**EXERCISE INSTRUCTIONS:**
In the flambé thread, start at the words "Yes, forgot to" and stop after "when preparing it.". Reproduce that passage, substituting "Rum" for "Brandy".

**SOURCE:**
Yes, forgot to mention the possible hazards of the dish. Whatever liquor you're using will create a flame. Brandy is especially flammable, so take caution when preparing it.


----------



## Greg Who Cooks (Mar 5, 2012)

The Wikipedia: flambé article has a good warning: "For safety reasons, it is recommended that alcohol never be added to a  pan on a burner, and that the cook use a long fireplace match." (They also warn against using Everclear or 151 proof liquors which are much too flammable for this application, and suggest instead liquors with about 40% or 80 proof alcohol content.)


----------



## taxlady (Mar 5, 2012)

Gourmet Greg said:


> The Wikipedia: flambé article has a good warning: "For safety reasons, it is recommended that alcohol never be added to a  pan on a burner, and that the cook use a long fireplace match." (They also warn against using Everclear or 151 proof liquors which are much too flammable for this application, and suggest instead liquors with about 40% or 80 proof alcohol content.)



I haven't had a gas stove since I started flambéing. I have seen cooking shows where the chef pulls the pan to the side and tilts it to light it on the gas flame.

If I am flambéing at the table, I use an electric frying pan. I have been know to use SAQ.com - Alcool Global 94% - 90076 ohmy when the alcohol wouldn't ignite. It works.  You don't need much. You do need to be careful.


----------



## Greg Who Cooks (Mar 5, 2012)

Yeah I've seen those TV chefs do that too. I think I could do it without immolating myself but I'm pretty sure I'd slop some of the pan contents onto the stove. I use a long handled propane lighter instead, and one day it will probably explode in my hand. 

BTW grain alcohol like Everclear (95%) makes the damned best Bloody Marys!  Doesn't dilute the tomato juice. Gotta reduce the pour though or your guests will be spending the night on your floor.


----------



## PrincessFiona60 (Mar 5, 2012)

CWS4322 said:


> For Valentine's Day, I made buttermilk waffles and topped them with sauteed bananas. I put a bit of butter in a skillet, some maple syrup, and then banana slices, topped with whipped cream, a drizzle of my dad's maple syrup, and some crushed walnuts. My parents have been married for 58 years next month, and this was their Valentine's Day breakfast (with a side of bacon, orange juice). I hate bananas, but because they eat a banana a day, I incorporated the bananas in their V'Day breakfast. They ate it up.



Okay, I gotta try this one!  Thanks CWS!


----------



## Mel! (Mar 12, 2012)

When I have a lot of banannas, I often make bananna bread. You could put as much as 8 banannas in a loaf or even just one. The more you put in, the more moist and delicious the bread is. 

Here is recipe I suggest, but you can modify it depending on which ingredients you have in the house. Bake at 250 C until it looks well done

*Ingredients:*
Mix mashed banannas with flour, pinch of salt and some baking soda, and some water if needed. 
After you form a loaf, sprinkle sugar and cinnemon on top of it, and then bake. 

Mel


----------



## Cerise (Mar 12, 2012)

Goodweed beat me to the punch.  

Frozen Chocolate-covered bananas on a stick.  Dip them in melted chocolate and roll them in chopped nuts, sprinkles, coconut, etc.

**DATA PROVIDED:**

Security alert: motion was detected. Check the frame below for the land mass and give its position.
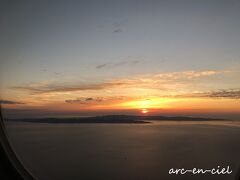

**EXERCISE SOLUTION:**
Yes, forgot to mention the possible hazards of the dish. Whatever liquor you're using will create a flame. Rum is especially flammable, so take caution when preparing it.